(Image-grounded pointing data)

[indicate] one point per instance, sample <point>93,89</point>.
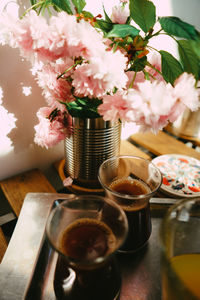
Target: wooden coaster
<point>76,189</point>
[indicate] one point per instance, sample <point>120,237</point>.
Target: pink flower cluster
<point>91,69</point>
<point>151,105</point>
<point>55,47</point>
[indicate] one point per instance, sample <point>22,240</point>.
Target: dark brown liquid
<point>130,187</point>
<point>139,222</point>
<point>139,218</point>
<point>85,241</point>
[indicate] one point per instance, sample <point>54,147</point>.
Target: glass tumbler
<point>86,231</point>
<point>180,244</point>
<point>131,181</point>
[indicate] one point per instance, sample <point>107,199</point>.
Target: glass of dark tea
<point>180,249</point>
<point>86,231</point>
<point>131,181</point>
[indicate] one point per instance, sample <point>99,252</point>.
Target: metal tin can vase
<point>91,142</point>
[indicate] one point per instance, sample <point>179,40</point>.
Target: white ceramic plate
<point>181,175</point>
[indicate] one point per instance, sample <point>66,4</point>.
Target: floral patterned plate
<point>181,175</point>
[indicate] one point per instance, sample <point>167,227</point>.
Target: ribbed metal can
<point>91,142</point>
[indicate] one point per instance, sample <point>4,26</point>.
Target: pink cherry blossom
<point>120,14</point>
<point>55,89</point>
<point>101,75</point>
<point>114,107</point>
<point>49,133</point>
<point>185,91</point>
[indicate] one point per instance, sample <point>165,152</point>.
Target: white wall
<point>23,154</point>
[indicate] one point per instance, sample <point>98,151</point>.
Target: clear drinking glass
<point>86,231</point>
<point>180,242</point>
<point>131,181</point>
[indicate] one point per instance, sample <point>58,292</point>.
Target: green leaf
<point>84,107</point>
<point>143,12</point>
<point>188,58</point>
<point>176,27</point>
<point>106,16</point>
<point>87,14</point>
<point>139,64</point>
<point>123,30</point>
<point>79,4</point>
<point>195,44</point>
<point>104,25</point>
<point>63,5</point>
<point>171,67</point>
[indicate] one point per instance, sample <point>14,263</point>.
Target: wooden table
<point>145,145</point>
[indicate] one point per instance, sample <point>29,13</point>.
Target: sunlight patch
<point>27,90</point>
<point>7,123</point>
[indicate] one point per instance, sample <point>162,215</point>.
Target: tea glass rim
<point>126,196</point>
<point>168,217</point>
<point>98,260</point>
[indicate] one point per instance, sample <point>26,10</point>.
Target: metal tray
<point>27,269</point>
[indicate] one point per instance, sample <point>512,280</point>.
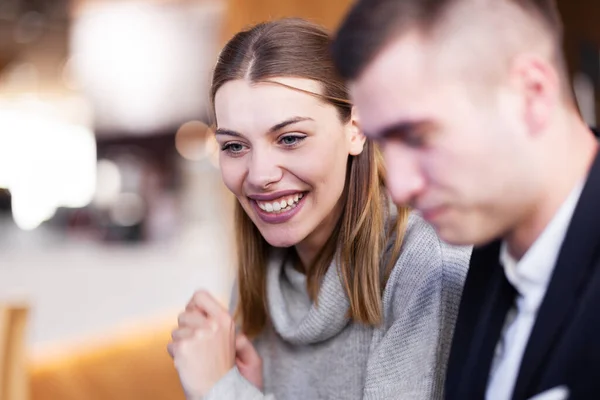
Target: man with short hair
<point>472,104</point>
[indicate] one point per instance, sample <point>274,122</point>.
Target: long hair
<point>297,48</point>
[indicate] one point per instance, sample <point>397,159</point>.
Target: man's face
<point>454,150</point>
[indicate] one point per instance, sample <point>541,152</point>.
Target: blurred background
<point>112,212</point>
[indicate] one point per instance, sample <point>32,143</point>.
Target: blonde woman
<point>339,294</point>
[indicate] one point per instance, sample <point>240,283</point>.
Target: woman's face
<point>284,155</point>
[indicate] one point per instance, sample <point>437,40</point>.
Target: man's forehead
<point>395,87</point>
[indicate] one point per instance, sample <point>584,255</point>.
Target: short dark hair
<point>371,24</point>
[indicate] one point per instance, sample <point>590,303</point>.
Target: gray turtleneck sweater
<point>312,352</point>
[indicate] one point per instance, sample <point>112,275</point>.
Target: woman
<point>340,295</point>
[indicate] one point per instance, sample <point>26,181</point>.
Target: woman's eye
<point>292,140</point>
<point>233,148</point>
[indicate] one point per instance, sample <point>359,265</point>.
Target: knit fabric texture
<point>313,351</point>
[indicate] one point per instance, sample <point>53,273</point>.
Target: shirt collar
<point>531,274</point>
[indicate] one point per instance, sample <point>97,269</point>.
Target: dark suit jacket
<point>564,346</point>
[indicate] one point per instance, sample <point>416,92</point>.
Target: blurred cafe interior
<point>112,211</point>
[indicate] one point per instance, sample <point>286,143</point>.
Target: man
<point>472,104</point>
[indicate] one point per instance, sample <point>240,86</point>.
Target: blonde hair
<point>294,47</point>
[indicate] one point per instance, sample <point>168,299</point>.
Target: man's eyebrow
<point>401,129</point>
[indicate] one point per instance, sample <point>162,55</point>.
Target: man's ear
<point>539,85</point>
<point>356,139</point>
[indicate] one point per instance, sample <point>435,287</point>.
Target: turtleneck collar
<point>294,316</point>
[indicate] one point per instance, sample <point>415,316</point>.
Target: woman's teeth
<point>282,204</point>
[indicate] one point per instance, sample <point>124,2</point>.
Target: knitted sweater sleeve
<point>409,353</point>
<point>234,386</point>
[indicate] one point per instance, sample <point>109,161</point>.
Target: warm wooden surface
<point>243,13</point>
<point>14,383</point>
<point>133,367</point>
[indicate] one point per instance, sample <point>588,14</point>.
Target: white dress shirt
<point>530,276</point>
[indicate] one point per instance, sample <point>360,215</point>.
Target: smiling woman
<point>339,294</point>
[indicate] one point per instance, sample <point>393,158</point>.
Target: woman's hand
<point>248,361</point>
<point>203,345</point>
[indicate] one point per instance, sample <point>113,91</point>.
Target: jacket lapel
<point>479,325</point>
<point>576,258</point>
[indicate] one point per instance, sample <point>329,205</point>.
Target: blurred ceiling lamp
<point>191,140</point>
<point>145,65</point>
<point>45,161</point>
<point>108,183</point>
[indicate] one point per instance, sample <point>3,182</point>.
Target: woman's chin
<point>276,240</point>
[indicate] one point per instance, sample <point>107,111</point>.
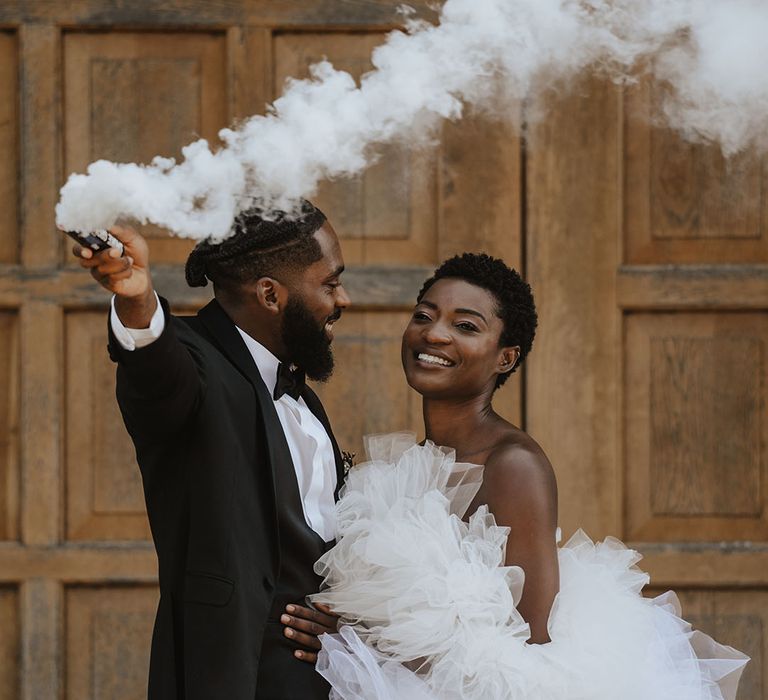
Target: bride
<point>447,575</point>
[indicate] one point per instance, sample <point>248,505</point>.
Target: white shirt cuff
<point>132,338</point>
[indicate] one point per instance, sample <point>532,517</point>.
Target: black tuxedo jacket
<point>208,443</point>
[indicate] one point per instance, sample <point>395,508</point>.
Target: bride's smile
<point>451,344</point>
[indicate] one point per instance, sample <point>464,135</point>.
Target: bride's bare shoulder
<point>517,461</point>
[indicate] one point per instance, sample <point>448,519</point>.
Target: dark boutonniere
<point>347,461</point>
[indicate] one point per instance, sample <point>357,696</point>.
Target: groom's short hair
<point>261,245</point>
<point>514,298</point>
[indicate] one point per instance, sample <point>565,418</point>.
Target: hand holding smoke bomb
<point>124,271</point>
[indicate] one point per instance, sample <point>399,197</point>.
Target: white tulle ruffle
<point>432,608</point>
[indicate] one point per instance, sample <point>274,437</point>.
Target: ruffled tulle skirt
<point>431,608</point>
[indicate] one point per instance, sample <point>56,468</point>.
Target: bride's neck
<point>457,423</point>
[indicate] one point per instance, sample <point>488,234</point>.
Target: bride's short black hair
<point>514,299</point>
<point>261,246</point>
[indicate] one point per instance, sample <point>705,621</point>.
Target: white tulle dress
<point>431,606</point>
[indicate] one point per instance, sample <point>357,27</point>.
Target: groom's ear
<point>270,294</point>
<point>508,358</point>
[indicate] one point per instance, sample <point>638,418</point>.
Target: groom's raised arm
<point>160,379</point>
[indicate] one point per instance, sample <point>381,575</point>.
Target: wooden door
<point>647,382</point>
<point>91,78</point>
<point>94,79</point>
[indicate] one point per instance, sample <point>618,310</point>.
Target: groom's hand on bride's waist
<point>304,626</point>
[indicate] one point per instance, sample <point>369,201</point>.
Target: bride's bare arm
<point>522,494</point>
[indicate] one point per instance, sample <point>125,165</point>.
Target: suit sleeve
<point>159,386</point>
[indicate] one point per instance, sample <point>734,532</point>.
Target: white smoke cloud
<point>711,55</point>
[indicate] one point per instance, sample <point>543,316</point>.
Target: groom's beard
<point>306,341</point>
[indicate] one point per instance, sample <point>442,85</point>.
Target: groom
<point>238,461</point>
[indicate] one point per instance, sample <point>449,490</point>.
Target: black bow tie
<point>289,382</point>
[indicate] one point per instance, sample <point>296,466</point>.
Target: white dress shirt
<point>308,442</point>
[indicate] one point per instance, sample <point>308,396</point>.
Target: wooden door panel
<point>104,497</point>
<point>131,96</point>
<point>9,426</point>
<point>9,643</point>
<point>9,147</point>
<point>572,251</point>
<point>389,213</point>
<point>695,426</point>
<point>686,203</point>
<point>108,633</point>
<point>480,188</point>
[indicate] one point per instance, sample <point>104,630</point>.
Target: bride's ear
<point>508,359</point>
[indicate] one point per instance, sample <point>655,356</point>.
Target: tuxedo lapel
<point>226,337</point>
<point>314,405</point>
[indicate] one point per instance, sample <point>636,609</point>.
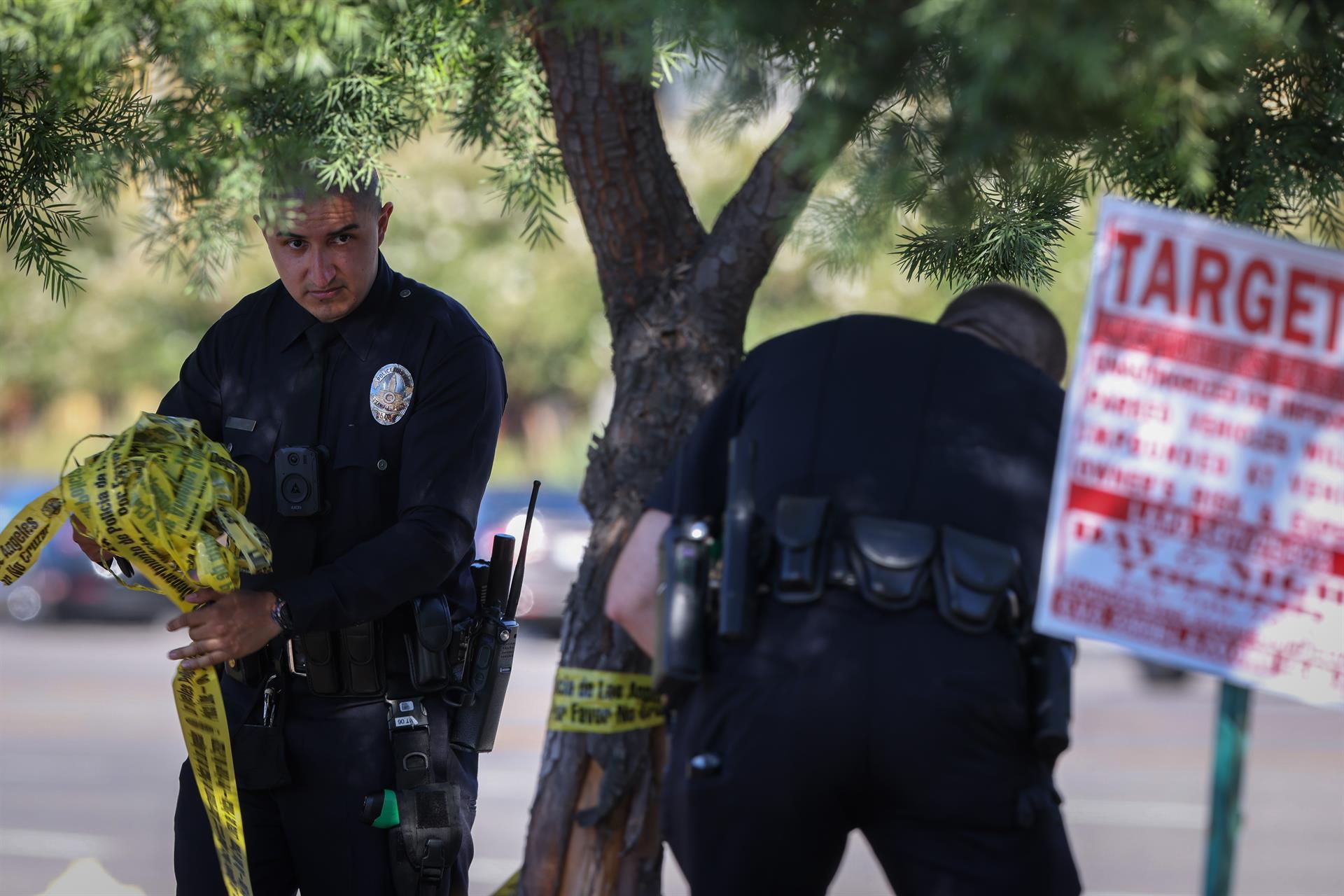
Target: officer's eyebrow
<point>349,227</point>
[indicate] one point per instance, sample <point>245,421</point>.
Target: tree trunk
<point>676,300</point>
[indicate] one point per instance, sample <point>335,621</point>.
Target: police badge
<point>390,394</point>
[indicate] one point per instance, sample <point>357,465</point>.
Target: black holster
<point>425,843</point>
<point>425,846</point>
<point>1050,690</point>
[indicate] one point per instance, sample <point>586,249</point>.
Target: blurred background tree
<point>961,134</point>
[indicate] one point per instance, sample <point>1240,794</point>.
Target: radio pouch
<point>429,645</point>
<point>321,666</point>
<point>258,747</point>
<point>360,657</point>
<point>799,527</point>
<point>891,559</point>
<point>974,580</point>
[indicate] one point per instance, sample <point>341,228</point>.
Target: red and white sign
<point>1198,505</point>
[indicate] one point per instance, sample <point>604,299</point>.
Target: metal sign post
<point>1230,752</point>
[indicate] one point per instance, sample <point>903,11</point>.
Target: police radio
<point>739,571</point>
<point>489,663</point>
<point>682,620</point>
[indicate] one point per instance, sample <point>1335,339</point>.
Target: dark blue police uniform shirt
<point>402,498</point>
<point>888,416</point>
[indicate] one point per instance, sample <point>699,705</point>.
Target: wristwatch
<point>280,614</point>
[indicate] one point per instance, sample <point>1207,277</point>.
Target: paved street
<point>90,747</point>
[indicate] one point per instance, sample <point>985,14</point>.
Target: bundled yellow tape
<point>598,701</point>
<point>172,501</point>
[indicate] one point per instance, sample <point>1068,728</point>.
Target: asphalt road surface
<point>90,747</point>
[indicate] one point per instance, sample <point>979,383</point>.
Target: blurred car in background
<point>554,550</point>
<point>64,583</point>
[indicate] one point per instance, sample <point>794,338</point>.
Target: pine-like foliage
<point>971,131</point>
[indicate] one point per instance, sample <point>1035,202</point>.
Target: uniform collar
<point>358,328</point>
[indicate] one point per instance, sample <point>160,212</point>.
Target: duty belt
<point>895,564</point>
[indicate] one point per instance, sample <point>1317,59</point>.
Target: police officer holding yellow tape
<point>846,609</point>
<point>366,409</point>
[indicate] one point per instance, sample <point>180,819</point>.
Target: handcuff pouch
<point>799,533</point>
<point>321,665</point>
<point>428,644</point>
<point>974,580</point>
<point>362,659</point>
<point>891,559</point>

**YOUR TASK:**
Print once more, exactly, the lines that start at the top of the records above and end at the line with "[indicate] one point per instance, sample <point>58,292</point>.", skipping all pictures.

**RESPONSE FOR THIS EXERCISE:**
[indicate] one point per instance, sample <point>93,89</point>.
Target: wooden coaster
<point>76,189</point>
[indicate] one point per instance, sample <point>120,237</point>.
Target: pink flower cluster
<point>91,69</point>
<point>151,105</point>
<point>55,47</point>
[indicate] one point per instance, sample <point>22,240</point>.
Target: dark brown liquid
<point>130,187</point>
<point>139,222</point>
<point>139,218</point>
<point>85,241</point>
[indicate] one point per instance, sample <point>54,147</point>.
Target: glass tumbler
<point>86,231</point>
<point>180,244</point>
<point>131,181</point>
[indicate] one point per instance, sample <point>107,199</point>.
Target: glass of dark tea
<point>180,249</point>
<point>86,231</point>
<point>131,181</point>
[indicate] one point per instance, sample <point>99,252</point>.
Target: metal tin can vase
<point>91,142</point>
[indicate] one point per instance, sample <point>179,40</point>.
Target: white ceramic plate
<point>181,175</point>
[indicate] one point per instance, sample <point>66,4</point>.
Target: floral patterned plate
<point>181,175</point>
[indicate] one point per instance, sample <point>167,227</point>.
Target: ribbed metal can
<point>91,142</point>
[indicate] one point per instance, sample <point>4,26</point>.
Target: pink cherry blossom
<point>120,14</point>
<point>55,89</point>
<point>101,75</point>
<point>114,107</point>
<point>49,133</point>
<point>185,91</point>
[indicate] one point per instance, sample <point>165,152</point>.
Target: white wall
<point>23,154</point>
[indicate] one point per instance, sample <point>98,151</point>.
Target: clear drinking glass
<point>86,231</point>
<point>180,242</point>
<point>131,181</point>
[indicate] one point per instance, sample <point>58,292</point>.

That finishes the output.